● THE DATA:
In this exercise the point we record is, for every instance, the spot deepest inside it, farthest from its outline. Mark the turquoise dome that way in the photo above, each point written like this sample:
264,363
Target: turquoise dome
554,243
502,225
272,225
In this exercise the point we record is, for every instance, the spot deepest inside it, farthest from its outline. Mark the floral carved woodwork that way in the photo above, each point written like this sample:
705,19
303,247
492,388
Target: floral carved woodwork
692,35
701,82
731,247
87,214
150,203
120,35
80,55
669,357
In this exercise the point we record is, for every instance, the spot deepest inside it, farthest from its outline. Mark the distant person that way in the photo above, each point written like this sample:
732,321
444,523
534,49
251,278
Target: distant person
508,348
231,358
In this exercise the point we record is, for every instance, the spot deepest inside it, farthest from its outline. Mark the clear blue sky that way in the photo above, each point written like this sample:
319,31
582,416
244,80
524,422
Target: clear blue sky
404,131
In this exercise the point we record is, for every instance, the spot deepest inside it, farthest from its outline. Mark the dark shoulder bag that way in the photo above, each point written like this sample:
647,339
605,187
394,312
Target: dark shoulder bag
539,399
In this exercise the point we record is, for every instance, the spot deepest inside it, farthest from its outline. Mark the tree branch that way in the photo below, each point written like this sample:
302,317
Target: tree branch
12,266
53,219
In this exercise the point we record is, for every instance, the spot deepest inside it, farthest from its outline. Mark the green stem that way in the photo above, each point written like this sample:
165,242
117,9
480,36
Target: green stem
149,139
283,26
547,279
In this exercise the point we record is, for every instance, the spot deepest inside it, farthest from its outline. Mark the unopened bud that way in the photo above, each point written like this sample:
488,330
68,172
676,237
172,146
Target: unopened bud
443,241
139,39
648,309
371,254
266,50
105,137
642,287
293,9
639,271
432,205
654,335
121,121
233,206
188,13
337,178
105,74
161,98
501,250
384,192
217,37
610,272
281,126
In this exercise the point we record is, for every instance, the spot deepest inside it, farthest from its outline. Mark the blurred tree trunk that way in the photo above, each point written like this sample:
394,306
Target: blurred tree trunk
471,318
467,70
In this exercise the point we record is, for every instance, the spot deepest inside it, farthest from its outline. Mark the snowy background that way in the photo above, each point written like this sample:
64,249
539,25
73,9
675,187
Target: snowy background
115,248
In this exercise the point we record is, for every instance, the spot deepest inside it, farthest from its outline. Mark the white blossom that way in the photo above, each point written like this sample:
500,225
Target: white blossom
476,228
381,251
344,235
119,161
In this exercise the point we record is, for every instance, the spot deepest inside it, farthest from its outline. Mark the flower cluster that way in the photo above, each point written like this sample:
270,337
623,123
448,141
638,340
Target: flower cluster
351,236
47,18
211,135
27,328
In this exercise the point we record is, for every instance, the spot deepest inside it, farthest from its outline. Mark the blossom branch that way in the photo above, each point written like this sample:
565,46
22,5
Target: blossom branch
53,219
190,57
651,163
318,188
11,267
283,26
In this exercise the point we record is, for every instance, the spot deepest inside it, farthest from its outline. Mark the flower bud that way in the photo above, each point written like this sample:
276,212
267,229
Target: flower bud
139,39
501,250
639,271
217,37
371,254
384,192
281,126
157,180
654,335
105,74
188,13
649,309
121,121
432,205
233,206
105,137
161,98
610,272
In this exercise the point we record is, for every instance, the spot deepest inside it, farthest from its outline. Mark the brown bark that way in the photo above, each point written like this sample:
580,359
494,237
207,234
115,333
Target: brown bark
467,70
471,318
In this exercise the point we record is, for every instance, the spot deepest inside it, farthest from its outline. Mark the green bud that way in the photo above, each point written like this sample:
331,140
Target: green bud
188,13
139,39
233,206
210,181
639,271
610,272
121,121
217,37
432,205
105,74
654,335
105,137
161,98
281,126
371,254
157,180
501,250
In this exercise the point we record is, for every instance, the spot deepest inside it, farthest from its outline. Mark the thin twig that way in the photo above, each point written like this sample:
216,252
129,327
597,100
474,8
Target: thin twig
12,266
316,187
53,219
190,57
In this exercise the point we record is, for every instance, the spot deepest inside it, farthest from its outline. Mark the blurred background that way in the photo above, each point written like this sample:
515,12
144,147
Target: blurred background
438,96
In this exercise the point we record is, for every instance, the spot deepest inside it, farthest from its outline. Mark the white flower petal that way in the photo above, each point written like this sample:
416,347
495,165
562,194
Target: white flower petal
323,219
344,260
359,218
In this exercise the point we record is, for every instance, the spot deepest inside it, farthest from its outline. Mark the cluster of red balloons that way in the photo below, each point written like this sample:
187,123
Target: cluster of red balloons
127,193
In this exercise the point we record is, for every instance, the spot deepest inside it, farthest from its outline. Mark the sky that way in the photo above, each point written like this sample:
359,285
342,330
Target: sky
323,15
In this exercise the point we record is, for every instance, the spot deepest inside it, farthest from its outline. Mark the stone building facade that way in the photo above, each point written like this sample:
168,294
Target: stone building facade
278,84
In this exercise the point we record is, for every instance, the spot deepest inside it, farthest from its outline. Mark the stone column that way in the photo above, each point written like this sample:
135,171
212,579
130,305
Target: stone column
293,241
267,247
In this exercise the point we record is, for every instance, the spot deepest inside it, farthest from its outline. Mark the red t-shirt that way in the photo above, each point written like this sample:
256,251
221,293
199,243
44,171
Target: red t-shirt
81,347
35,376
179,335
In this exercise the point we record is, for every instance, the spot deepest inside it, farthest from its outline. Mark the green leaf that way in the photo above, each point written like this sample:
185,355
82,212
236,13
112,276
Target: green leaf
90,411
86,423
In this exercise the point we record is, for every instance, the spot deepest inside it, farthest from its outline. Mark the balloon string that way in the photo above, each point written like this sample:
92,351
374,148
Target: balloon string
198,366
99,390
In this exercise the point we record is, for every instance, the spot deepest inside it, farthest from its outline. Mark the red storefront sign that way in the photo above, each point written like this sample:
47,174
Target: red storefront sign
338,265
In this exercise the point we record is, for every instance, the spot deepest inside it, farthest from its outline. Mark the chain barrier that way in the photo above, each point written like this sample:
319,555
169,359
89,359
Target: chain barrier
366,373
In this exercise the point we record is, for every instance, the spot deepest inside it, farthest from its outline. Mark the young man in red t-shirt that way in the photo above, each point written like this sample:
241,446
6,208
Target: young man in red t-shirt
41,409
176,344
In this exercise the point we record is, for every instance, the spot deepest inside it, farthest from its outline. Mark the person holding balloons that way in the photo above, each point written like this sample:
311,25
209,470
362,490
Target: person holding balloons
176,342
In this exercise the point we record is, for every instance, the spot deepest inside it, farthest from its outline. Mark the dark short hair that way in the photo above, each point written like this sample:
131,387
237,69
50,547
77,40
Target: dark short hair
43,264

● WHAT YOU HAVE TO DO:
What are the lines of the data above that include the string "below"? Copy them.

● RESULT FOR THIS EXERCISE:
In this exercise the point we record is, for every instance, the spot deepest inside it, farthest from its outline. Mark the tree branch that way in the photo below, each point written like this sample:
In this exercise the point we record is, for every instance, the spot deepest inside it, farthest from its outline. Mark the cluster of red balloons that way in the photo below, each point written like this sample:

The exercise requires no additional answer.